**PROVIDED RECORDS**
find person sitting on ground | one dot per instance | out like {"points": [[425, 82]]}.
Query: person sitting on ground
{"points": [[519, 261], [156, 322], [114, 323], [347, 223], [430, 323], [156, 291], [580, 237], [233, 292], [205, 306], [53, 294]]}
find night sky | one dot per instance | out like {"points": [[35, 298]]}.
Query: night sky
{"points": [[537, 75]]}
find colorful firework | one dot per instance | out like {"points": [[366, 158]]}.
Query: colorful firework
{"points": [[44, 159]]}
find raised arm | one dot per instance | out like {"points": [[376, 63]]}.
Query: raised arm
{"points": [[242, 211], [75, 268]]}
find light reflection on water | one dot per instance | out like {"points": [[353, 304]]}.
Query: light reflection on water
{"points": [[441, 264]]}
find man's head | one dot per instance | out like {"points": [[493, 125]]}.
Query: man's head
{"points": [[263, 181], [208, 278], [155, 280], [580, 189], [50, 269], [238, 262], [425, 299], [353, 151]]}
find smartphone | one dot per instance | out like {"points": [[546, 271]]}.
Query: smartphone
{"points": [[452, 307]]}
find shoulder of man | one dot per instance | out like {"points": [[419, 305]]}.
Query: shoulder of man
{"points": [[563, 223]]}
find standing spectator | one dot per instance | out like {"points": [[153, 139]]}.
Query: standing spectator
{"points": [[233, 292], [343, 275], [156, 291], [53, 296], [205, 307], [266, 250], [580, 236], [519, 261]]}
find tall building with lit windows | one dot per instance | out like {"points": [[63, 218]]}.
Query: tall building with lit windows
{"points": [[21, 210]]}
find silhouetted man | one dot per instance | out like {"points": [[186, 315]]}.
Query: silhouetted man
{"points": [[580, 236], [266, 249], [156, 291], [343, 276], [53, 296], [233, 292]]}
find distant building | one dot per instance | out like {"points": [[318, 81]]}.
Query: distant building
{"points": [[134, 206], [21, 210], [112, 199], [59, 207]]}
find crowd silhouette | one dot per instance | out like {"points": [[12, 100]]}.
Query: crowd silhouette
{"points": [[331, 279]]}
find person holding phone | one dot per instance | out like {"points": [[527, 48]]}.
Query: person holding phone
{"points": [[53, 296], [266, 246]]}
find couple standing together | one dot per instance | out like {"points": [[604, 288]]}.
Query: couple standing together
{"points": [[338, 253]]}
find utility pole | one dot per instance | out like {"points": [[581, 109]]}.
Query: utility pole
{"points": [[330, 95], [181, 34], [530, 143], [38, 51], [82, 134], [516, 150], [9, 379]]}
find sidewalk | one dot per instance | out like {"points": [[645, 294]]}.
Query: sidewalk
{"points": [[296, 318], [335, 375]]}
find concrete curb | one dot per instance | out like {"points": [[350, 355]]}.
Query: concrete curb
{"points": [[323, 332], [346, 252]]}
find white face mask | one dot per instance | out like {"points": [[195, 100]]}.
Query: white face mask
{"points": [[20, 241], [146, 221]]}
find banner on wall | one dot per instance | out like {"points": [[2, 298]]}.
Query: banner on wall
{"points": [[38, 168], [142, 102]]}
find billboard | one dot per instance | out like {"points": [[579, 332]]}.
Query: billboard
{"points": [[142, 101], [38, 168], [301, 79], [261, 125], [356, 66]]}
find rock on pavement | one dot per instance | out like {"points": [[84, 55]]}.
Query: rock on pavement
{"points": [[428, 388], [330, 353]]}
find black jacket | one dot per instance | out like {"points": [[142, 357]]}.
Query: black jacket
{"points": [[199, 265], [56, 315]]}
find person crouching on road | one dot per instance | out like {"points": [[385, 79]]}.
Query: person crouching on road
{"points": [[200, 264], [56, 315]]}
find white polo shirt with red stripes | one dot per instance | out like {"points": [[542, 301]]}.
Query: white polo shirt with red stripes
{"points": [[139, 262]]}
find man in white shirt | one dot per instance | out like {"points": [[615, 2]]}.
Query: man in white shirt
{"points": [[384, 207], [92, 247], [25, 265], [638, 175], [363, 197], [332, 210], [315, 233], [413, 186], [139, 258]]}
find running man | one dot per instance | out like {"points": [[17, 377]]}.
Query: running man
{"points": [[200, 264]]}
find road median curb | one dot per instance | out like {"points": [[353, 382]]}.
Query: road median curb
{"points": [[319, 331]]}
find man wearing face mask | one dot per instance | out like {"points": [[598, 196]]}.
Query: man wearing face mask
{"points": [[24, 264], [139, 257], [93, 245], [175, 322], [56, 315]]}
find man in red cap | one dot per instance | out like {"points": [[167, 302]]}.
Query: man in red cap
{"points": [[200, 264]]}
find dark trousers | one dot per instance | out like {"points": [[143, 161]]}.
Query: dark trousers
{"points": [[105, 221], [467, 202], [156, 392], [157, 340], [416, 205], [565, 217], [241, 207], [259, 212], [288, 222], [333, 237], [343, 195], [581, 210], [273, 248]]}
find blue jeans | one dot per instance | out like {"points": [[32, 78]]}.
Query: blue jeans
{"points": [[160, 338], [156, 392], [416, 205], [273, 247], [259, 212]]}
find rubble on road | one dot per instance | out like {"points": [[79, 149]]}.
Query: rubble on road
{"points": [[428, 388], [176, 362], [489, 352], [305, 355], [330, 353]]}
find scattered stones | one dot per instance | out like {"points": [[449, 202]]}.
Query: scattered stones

**WHAT YOU WILL DO**
Return every line from the entries above that contains the word "scattered".

**RESULT OF THIS TASK**
find scattered stones | one dot per instance | out like {"points": [[449, 202]]}.
Query: scattered stones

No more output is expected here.